Point localization data:

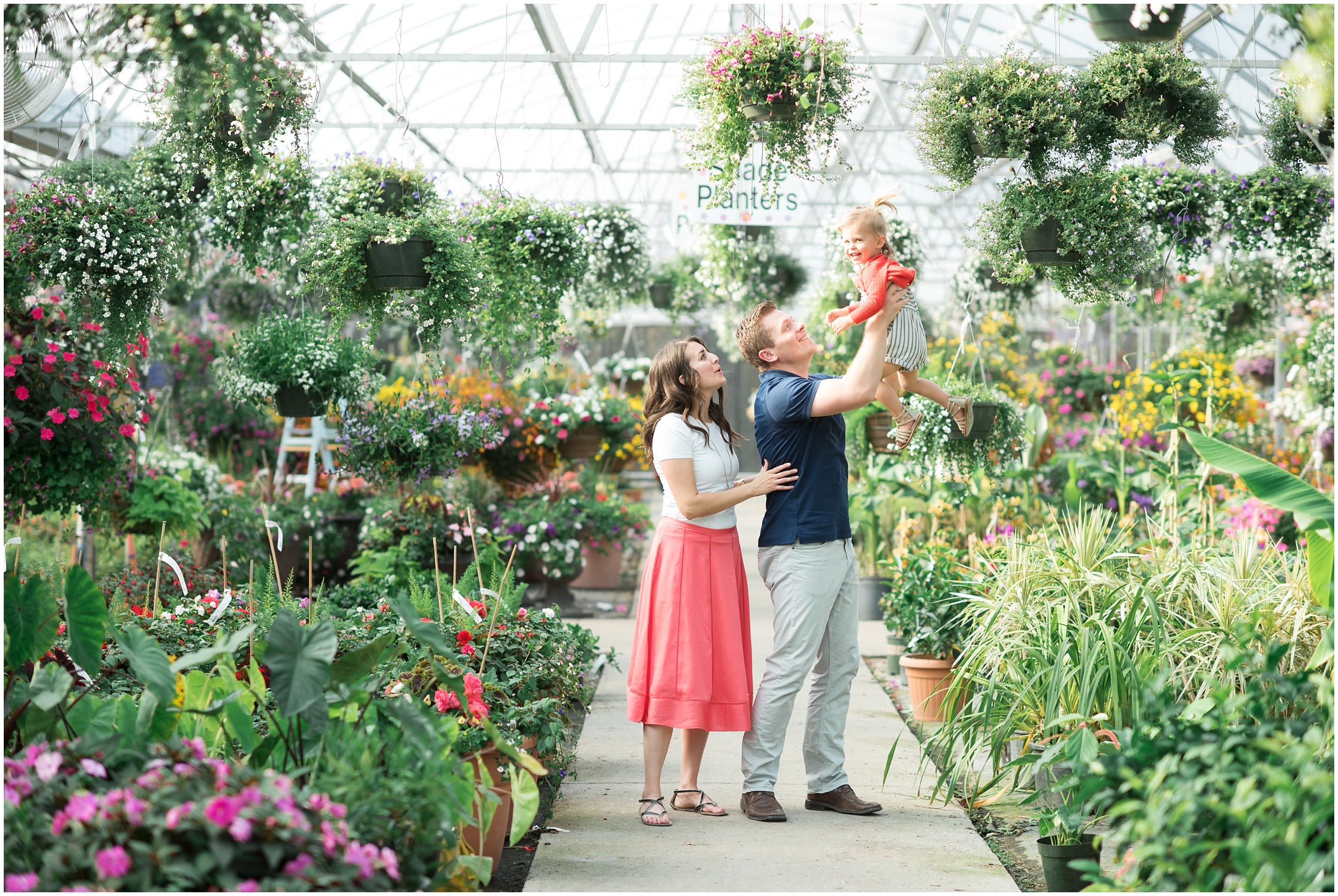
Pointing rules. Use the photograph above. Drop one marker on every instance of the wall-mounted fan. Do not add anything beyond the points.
(36, 67)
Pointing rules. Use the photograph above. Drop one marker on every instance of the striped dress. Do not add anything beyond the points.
(906, 344)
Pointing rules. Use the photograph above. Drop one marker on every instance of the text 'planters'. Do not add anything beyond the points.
(399, 265)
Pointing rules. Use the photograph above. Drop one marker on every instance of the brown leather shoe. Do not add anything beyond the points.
(761, 806)
(841, 800)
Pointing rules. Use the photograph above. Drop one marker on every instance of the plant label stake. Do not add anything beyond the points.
(496, 609)
(437, 572)
(273, 557)
(158, 569)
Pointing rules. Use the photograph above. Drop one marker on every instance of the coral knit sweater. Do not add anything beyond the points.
(874, 277)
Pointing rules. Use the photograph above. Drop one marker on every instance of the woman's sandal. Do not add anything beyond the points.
(967, 406)
(908, 422)
(649, 811)
(705, 801)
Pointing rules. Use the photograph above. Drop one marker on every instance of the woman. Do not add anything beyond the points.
(692, 656)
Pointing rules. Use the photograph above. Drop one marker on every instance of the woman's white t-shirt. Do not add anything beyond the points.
(713, 463)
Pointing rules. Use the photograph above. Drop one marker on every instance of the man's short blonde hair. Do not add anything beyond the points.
(752, 335)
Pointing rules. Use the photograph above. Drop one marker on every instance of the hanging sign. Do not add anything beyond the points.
(743, 204)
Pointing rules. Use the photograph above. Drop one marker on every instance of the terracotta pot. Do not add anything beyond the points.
(494, 839)
(981, 422)
(879, 430)
(582, 442)
(1111, 22)
(603, 570)
(928, 680)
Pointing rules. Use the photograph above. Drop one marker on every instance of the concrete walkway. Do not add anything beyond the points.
(908, 847)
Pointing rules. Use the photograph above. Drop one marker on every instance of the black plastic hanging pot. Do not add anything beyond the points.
(1111, 22)
(1055, 862)
(399, 265)
(296, 401)
(771, 111)
(981, 423)
(662, 293)
(1043, 246)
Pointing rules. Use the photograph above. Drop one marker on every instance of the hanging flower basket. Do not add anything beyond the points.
(1112, 22)
(771, 111)
(1041, 245)
(399, 265)
(581, 443)
(881, 430)
(296, 401)
(983, 422)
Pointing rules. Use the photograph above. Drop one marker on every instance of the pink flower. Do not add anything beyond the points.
(47, 764)
(176, 814)
(113, 863)
(298, 865)
(221, 811)
(240, 828)
(23, 883)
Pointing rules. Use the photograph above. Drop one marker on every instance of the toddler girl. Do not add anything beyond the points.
(865, 237)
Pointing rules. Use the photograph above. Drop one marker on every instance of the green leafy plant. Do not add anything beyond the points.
(970, 111)
(804, 74)
(1136, 95)
(335, 260)
(108, 248)
(533, 253)
(1099, 226)
(295, 352)
(69, 415)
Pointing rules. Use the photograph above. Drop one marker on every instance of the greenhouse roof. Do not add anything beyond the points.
(577, 102)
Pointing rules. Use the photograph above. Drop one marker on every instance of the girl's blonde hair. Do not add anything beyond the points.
(871, 217)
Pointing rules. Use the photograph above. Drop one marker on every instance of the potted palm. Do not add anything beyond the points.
(970, 111)
(788, 89)
(300, 363)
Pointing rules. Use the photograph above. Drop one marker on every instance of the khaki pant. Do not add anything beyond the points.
(814, 593)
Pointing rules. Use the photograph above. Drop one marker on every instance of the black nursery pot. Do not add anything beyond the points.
(1043, 246)
(1111, 22)
(399, 265)
(771, 111)
(295, 401)
(981, 424)
(1055, 862)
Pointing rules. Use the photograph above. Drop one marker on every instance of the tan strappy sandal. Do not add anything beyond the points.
(908, 422)
(967, 406)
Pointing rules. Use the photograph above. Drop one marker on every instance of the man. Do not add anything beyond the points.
(806, 556)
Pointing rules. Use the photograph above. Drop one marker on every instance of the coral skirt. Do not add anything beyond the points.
(692, 656)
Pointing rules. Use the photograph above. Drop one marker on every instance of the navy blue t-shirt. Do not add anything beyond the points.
(815, 510)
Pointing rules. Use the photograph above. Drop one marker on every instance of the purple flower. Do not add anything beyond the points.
(113, 863)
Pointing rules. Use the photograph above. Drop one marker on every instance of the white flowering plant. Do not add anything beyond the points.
(295, 352)
(533, 253)
(414, 438)
(335, 260)
(106, 246)
(799, 79)
(970, 111)
(1100, 225)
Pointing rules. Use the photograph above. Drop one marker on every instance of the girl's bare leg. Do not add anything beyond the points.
(911, 383)
(655, 748)
(694, 747)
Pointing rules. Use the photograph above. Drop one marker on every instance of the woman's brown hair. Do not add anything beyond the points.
(667, 395)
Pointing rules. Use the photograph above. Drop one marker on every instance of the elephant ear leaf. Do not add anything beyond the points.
(86, 612)
(149, 663)
(299, 658)
(1267, 482)
(31, 620)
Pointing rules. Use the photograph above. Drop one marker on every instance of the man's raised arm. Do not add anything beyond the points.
(860, 385)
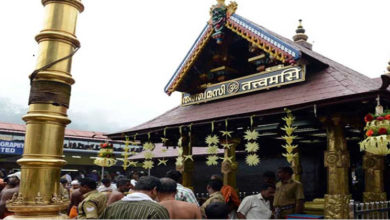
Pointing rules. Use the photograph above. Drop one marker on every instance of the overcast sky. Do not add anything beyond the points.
(130, 49)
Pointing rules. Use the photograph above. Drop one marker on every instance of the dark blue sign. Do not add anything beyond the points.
(11, 147)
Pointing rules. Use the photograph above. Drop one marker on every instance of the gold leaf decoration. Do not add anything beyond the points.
(251, 147)
(133, 163)
(226, 146)
(226, 133)
(251, 135)
(290, 157)
(188, 157)
(148, 155)
(148, 146)
(252, 160)
(180, 151)
(289, 148)
(180, 142)
(212, 140)
(227, 159)
(162, 162)
(212, 160)
(212, 149)
(148, 164)
(179, 161)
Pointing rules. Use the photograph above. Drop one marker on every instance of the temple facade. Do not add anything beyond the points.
(278, 102)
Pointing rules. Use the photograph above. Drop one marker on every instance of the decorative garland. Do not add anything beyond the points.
(227, 134)
(377, 134)
(180, 159)
(164, 140)
(289, 137)
(251, 147)
(148, 155)
(106, 155)
(212, 141)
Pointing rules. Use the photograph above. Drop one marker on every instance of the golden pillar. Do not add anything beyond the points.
(373, 166)
(39, 193)
(336, 161)
(229, 165)
(296, 166)
(188, 165)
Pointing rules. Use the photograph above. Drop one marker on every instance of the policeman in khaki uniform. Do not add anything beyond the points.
(94, 202)
(289, 197)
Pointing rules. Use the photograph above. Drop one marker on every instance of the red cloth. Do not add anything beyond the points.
(230, 196)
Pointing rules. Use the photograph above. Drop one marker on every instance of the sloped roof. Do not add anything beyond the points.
(171, 152)
(18, 128)
(334, 81)
(253, 33)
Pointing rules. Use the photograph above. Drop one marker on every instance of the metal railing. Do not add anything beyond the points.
(369, 210)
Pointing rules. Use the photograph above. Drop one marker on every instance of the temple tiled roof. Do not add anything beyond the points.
(18, 128)
(333, 81)
(171, 152)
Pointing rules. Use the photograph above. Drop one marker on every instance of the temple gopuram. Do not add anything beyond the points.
(278, 102)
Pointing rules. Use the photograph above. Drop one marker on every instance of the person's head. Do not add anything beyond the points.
(269, 177)
(64, 182)
(167, 188)
(217, 210)
(216, 176)
(106, 182)
(14, 179)
(148, 185)
(214, 185)
(75, 184)
(123, 185)
(87, 185)
(267, 191)
(285, 173)
(175, 175)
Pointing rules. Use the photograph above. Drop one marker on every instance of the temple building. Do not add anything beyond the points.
(278, 102)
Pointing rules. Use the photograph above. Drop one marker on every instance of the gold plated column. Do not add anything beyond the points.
(229, 167)
(373, 166)
(336, 160)
(188, 165)
(39, 194)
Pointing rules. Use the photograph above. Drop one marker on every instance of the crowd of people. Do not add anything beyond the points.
(149, 197)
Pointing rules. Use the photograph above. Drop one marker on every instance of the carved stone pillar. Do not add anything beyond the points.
(337, 162)
(373, 166)
(188, 165)
(229, 166)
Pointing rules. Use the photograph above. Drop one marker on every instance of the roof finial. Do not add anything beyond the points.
(300, 33)
(386, 78)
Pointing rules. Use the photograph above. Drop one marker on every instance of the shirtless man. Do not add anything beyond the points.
(123, 187)
(8, 191)
(177, 209)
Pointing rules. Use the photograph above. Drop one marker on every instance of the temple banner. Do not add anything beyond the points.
(11, 147)
(247, 84)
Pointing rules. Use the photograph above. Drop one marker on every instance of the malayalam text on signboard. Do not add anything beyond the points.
(255, 82)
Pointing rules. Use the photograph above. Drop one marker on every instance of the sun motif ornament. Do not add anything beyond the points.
(252, 160)
(212, 160)
(252, 147)
(377, 132)
(105, 156)
(251, 135)
(289, 137)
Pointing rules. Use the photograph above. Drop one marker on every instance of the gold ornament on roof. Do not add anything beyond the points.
(252, 160)
(212, 160)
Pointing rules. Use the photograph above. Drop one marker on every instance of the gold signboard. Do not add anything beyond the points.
(247, 84)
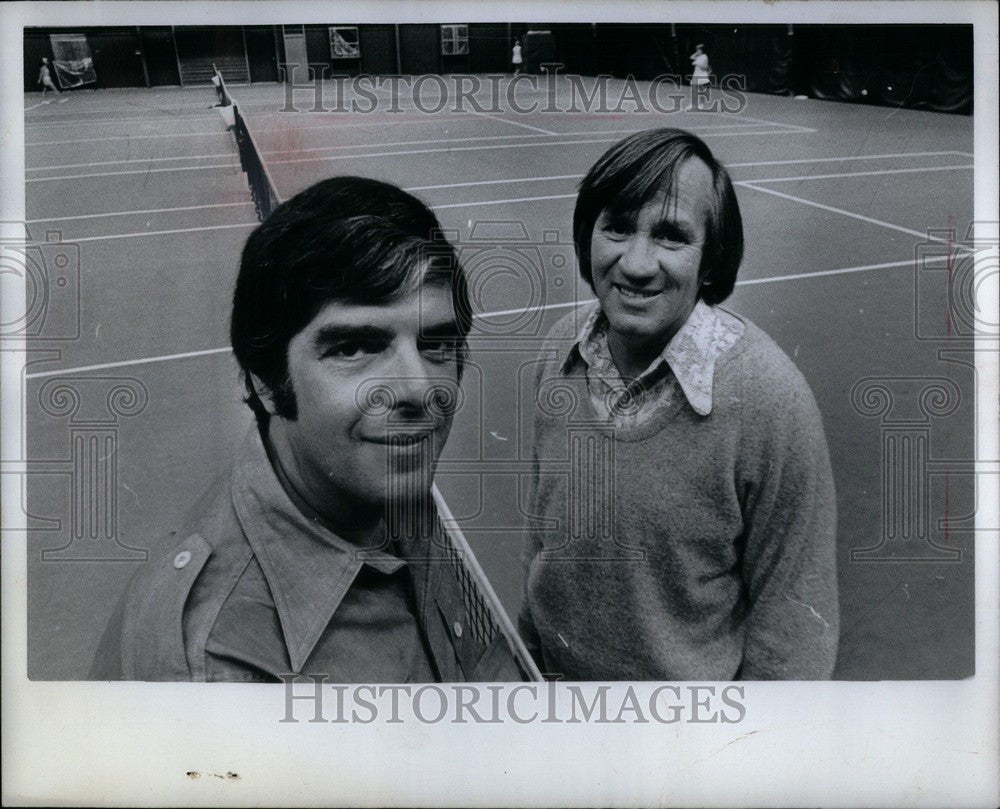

- **Assigned task**
Return word for word the line bearing "people. Do not add anything beyond the points." and every later line of the entries, but none of the pictures.

- **Completed task**
Pointing rules. Use the photograph above. Drop one marker on every instance of the crowd of people. Do not add anything beyond the points.
(149, 197)
Pointing rules. Use the photograph above. Drop one marker on every instance of the carved stone pillar. Do not add anything beyond the points.
(337, 162)
(373, 166)
(188, 165)
(229, 166)
Pointing rules. Use the photograph above. Drop one marker on every instance of the roof finial. Do not add anything beyond the points.
(300, 33)
(386, 78)
Pointing rules. Use the photograph above. Drop one marker on every instance of the shirtless man. Do not add anything beyond the points.
(123, 187)
(8, 191)
(177, 209)
Pointing rules. Use the photograph above. Drop one marker on every instance of the temple banner. Do not add anything beyond the points.
(11, 147)
(247, 84)
Pointing rules. Use the photograph above. Drop one marker on every instance of the malayalam text on signboard. Do not add anything beyond the points.
(255, 82)
Pointing rules. Use the photograph above. Drop one marker on every instance of the sun motif ornament. Do not add anything beyond the points.
(252, 160)
(212, 160)
(252, 147)
(377, 132)
(105, 156)
(251, 135)
(289, 137)
Pointing rules. Use the photograph above. Drop one marker on every instance of the gold ornament on roof. Do not add anything beyond the points.
(252, 160)
(212, 160)
Pointing rules. Use the photograph above. Drop one marker on every instance of the gold signboard. Do not add anything beyond the points.
(247, 84)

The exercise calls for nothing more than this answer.